**Consigne écrite**: Poursuivez le texte ci-dessous sur le film The Prophecy, en reprenant juste après sa dernière phrase.

**Texte à lire**:
Unique film réalisé par Gregory Widen, à qui l’on doit la version originale d’Highlander, The Prophecy. Cette œuvre confirme son penchant pour les récits impliquant des êtres immortels qui règlent leurs différends parmi les mortels. L’histoire explore un thème original : une guerre céleste entre les anges, ayant des répercussions sur le destin de l’humanité. L’archange Gabriel, interprété par Christopher Walken, éprouve de la jalousie envers l’attention que Dieu accorde à ses créations les plus récentes. Le maléfique Gabriel prévoit d’utiliser l’âme corrompue d’un vétéran de la guerre de Corée récemment décédé, un tacticien dérangé mais brillant, pour remporter la guerre civile sanguinaire qui fait rage au paradis. L’ange Michael, joué par Eric Stoltz a caché cette âme dans le corps d’une petite fille au sein d’une réserve indienne. Bientôt le destin de l’humanité va reposer entre les mains de Thomas Dagget un policier autrefois destiné à être prêtre, interprété par Elias Koteas qui va s’efforcer de protéger cette enfant, assisté dans sa quête par une enseignante, jouée par Virginia Madsen.

**Extrait de données**:
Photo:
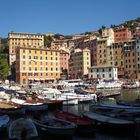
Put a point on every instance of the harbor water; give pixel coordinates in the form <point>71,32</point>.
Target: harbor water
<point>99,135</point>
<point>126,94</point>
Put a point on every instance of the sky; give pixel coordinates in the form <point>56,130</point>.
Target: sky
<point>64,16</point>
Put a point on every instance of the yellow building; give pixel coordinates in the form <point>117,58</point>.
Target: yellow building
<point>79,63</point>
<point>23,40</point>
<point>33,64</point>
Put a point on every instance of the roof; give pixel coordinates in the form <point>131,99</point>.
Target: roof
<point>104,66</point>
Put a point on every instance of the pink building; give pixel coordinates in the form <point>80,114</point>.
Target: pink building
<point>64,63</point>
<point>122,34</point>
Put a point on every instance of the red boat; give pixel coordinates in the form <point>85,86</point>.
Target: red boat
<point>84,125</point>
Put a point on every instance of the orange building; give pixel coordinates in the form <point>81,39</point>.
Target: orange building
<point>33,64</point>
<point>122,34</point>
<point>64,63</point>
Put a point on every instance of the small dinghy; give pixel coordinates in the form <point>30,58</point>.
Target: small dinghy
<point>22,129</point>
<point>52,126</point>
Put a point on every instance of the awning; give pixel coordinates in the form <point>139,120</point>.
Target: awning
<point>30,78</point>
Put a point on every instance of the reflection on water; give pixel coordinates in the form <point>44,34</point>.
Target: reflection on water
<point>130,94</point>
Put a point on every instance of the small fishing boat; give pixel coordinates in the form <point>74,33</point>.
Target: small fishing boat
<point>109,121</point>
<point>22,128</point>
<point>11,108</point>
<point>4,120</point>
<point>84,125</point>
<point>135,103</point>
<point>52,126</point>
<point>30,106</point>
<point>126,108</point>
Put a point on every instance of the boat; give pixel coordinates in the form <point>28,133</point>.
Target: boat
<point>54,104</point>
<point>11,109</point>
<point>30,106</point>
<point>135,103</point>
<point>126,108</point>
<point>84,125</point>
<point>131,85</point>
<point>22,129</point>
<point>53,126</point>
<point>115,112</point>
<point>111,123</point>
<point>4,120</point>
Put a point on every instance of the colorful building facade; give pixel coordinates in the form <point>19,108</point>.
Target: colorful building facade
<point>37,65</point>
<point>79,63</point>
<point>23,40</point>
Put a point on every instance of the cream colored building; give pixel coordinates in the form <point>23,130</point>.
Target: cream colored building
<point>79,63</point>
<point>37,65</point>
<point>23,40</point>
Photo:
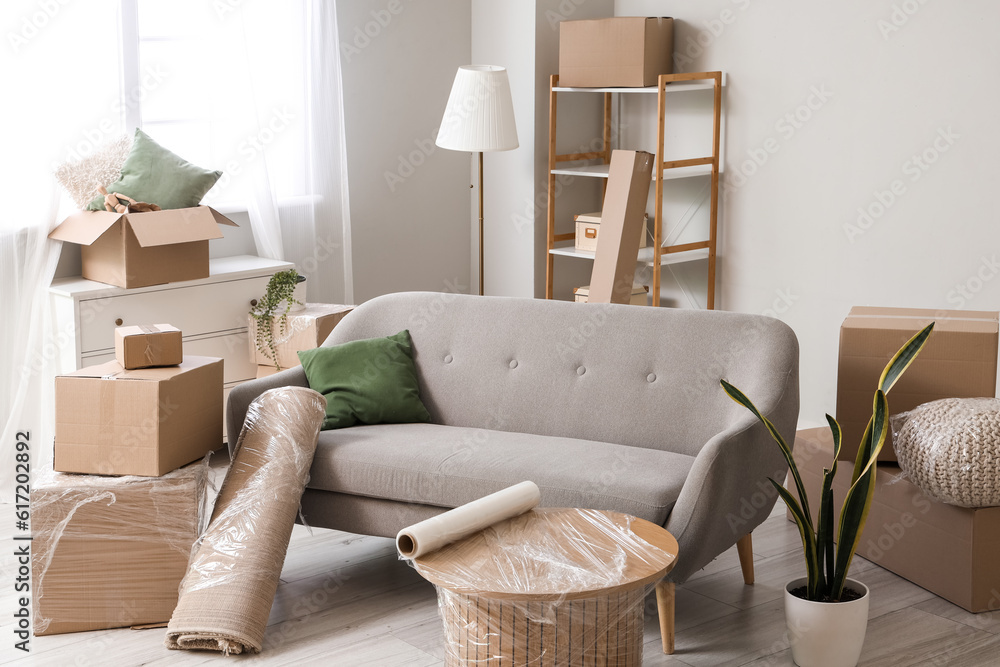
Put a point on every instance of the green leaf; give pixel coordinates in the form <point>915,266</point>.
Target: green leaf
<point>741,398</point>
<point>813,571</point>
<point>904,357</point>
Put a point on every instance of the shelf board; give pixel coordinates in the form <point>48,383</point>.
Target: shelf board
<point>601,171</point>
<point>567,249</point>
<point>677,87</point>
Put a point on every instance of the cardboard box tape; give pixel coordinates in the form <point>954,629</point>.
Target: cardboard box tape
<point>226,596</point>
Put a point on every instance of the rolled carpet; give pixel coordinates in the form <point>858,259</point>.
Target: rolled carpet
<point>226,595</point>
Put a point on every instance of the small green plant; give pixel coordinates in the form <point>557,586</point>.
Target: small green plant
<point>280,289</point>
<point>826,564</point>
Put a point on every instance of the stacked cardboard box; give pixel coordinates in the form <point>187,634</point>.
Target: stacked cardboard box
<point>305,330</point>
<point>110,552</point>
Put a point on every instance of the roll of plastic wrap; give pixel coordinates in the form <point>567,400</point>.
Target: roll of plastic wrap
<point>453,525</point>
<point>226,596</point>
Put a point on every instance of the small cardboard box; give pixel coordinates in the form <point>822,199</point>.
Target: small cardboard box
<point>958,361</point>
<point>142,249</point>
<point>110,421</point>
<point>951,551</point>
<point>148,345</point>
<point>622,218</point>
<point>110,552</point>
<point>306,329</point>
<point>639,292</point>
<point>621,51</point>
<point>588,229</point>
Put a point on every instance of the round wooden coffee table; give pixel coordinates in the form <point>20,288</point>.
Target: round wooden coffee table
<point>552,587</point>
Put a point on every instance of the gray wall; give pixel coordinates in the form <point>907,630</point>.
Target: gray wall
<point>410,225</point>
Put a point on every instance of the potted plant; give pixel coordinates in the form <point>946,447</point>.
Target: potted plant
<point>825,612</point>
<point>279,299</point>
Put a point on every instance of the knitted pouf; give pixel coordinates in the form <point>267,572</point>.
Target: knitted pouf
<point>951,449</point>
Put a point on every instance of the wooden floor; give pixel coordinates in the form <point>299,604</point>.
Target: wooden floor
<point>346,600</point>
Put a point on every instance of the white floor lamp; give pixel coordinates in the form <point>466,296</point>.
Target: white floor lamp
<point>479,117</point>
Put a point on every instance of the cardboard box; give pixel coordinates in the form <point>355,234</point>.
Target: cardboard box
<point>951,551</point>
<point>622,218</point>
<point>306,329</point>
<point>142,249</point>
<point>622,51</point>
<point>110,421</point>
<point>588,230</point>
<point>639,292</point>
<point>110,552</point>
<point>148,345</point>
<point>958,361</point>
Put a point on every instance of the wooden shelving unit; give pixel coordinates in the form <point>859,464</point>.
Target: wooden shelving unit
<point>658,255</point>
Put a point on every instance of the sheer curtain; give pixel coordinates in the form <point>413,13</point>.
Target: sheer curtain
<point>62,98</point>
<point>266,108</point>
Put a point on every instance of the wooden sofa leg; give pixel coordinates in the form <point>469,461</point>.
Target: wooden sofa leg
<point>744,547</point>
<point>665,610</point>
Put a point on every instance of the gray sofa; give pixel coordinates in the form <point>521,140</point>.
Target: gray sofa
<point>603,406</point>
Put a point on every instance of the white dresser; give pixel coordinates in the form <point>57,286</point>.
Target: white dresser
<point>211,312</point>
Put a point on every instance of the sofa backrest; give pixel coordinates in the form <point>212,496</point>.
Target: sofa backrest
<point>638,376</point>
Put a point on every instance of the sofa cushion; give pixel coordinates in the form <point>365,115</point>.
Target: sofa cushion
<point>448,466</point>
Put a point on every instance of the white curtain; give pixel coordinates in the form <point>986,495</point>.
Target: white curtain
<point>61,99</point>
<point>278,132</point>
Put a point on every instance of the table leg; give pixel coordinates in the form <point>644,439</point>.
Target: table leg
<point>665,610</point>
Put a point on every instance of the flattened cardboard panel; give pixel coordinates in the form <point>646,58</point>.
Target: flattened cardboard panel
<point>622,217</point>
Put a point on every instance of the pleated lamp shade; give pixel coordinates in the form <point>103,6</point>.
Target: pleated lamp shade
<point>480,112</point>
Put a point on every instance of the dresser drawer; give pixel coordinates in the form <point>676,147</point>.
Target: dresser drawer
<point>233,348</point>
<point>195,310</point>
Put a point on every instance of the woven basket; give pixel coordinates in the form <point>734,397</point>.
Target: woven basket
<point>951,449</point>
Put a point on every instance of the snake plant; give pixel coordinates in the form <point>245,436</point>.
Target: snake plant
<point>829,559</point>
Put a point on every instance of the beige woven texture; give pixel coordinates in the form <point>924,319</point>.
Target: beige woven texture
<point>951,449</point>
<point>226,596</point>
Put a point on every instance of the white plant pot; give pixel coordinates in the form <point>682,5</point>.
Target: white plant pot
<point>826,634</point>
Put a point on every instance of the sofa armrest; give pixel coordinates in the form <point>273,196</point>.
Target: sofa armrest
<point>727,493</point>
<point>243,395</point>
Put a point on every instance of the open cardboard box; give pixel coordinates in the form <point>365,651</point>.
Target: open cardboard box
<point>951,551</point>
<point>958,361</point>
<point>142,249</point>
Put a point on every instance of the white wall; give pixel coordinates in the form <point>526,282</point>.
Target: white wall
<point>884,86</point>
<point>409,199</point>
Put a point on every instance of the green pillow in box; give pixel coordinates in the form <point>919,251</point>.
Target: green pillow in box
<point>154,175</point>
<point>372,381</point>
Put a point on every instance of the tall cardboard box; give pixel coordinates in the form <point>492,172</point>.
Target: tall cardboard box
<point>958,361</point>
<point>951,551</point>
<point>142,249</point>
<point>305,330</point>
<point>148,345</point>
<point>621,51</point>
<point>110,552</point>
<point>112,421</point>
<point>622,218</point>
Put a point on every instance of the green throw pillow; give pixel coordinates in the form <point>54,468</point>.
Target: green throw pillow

**Réponse rédigée**:
Widen construit une atmosphère sombre et mystérieuse, où les frontières entre le bien et le mal s’effacent. S’inspirant du poème « Paradise Lost » de John Milton, écrit en 1667 et relatant la chute de Satan et de ses anges rebelles, l’univers qu’il crée ne présente pas les anges comme de doux chérubins, mais plutôt comme d’implacables guerriers, presque des « tueurs à gages » de Dieu.. (D’ailleurs, c’est Gabriel, dans l’Ancien Testament, qui anéantit Sodome et Gomorrhe.) Avec son film (dont le titre original était « God’s Army »), Widen réalise une sorte de “Terminator théologique ». The Prophecy entretient également un lien thématique fort avec Highlander, les deux films explorent la lutte entre des êtres immortels, s’engageant dans des combats sanglants à travers les époques. Ces récits entremêlent des éléments fantastiques, historiques et bibliques, incorporant des figures telles que les anges ou les immortels. L’objectif de Widen était de créer un film plus fidèle à ses intentions initiales pour « Highlander« , explorant des questions existentielles sur la vie, la mort et la foi. Le récit met en scène des personnages en quête de sens à leur existence, confrontés à des dilemmes moraux profonds.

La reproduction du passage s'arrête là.